CASERTA – Il destino dei locali dell’ex biblioteca di via Roma sta suscitando un vero e proprio dibattito a Caserta. Pubblichiamo, di seguito, alcune lettere.

 

 

di Valentina Senise, studentessa del Liceo Artistico di San Leucio

Scuole occupate e autogestite per settimane, cori e urla, striscioni, strade principali riempite da cortei portati avanti da noi studenti, ormai indignati e stanchi.
È questo l’autunno delle scuole di Caserta e dintorni, un autunno di lotte per far sentire la nostra voce, per urlare il nostro dissenso nei confronti di una società che cade sempre più in basso, un sistema che non ci da spazio, eppure ne abbiamo bisogno.
Siamo giovani, siamo tanti, siamo ingombranti.

- _ELENCO DEI COMPITI_
1. Riassumi in due frasi la sezione del testo qui sopra.
2. Indica quante righe dei record qui sotto contengono la parola "deepest". Rispondi soltanto con il numero.

- _MATERIALE DA ELABORARE_
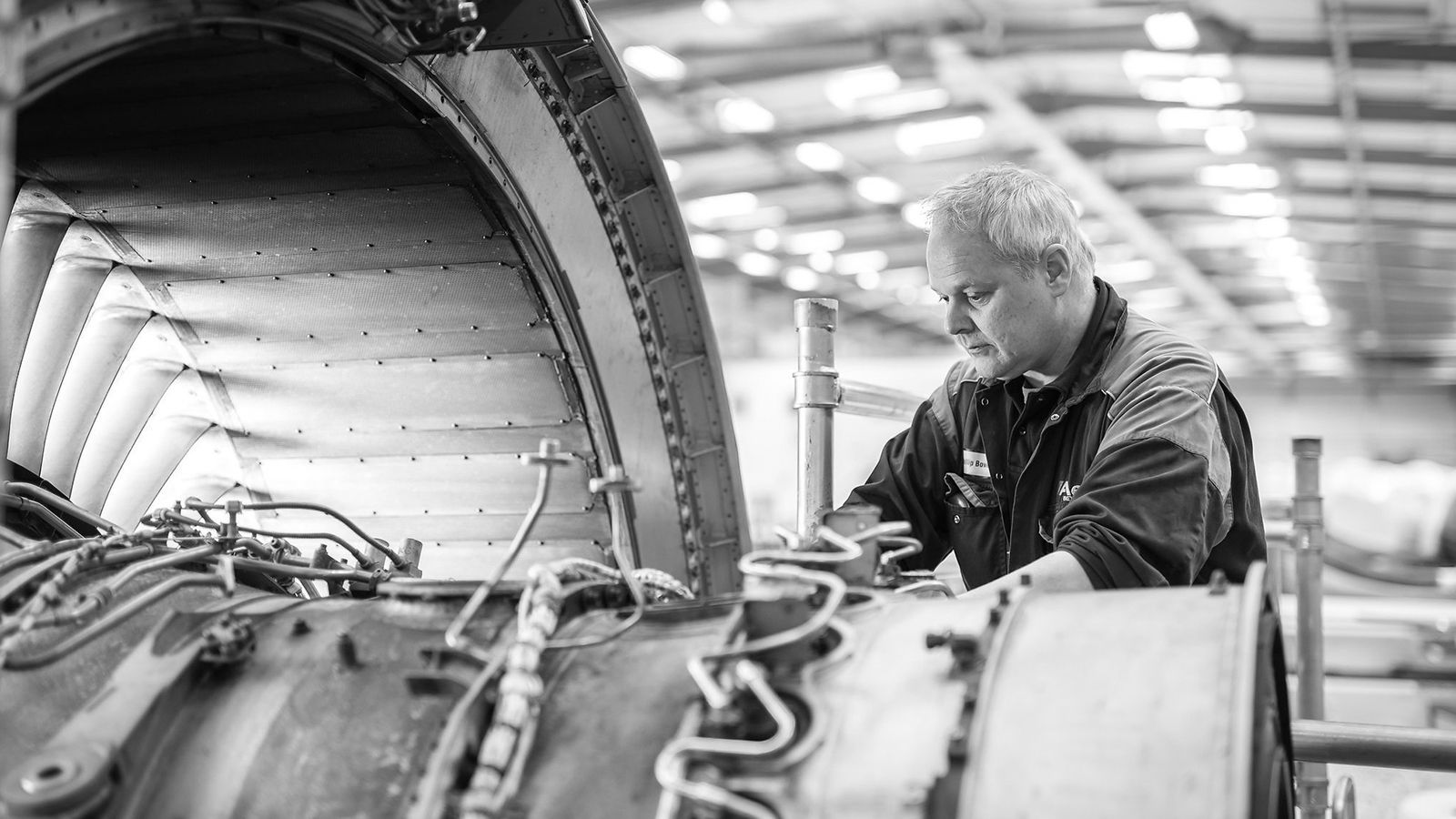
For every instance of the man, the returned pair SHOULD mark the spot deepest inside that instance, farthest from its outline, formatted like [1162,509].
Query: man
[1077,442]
* * *
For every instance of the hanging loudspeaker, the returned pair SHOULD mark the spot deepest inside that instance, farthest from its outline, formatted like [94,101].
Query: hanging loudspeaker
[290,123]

- _LE SOLUZIONI_
1. A Caserta il destino dei locali dell'ex biblioteca di via Roma sta suscitando un vero dibattito, e vengono pubblicate alcune lettere sull'argomento. In una di esse Valentina Senise, studentessa del Liceo Artistico di San Leucio, racconta un autunno di scuole occupate e autogestite e di cortei con cui gli studenti esprimono il loro dissenso verso una società che cade sempre più in basso e un sistema che non dà loro spazio.

2. 2